● **EXERCISE TASK**: In the rows from the line containing "of the person" through the end of the rows, replace "green hat" with "red cap". Return only those lines, otherwise unchanged.
>>>
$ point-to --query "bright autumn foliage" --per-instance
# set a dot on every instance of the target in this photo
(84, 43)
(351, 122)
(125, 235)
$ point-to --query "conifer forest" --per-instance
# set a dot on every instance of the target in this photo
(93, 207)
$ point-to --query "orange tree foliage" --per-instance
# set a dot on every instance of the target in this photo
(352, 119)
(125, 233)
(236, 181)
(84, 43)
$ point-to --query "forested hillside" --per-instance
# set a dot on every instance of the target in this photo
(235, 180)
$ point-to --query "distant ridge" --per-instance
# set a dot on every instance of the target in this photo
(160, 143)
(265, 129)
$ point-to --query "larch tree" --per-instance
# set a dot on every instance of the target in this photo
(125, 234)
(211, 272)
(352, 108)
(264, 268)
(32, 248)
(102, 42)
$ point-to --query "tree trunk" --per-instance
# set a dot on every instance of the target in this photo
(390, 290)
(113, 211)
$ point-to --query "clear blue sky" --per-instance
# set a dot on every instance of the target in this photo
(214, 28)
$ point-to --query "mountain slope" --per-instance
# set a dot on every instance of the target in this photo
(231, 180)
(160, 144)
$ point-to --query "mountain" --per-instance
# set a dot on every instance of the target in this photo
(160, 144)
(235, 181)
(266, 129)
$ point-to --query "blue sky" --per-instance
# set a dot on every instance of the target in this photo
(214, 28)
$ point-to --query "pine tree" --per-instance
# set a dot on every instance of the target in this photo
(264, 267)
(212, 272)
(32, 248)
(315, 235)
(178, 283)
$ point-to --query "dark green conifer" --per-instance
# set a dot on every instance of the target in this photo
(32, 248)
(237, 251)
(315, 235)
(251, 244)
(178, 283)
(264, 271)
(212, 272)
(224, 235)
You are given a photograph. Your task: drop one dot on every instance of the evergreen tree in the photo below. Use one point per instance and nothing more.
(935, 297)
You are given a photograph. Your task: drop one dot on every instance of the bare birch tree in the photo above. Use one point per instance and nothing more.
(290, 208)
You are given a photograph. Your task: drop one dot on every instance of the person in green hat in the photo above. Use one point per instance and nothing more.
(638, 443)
<<<
● **FINISHED ANSWER**:
You are given a photograph. Your task: drop one dot on every instance of the person in red cap in the photo above. Use one point per instance and nothing more.
(638, 443)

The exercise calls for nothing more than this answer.